REQUIRED WORK:
Please give every line of the records below as a numbered list, leaving out any blank lines.

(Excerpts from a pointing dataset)
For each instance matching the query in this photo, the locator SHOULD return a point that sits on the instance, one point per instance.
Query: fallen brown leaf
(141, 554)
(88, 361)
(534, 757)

SOLUTION FOR THIS EXERCISE:
1. For each instance matching the query in this photo, the locator SHOULD return a point that sits on the instance, one point per instance.
2. Query: fallen brown leaf
3. (141, 554)
4. (88, 361)
5. (534, 757)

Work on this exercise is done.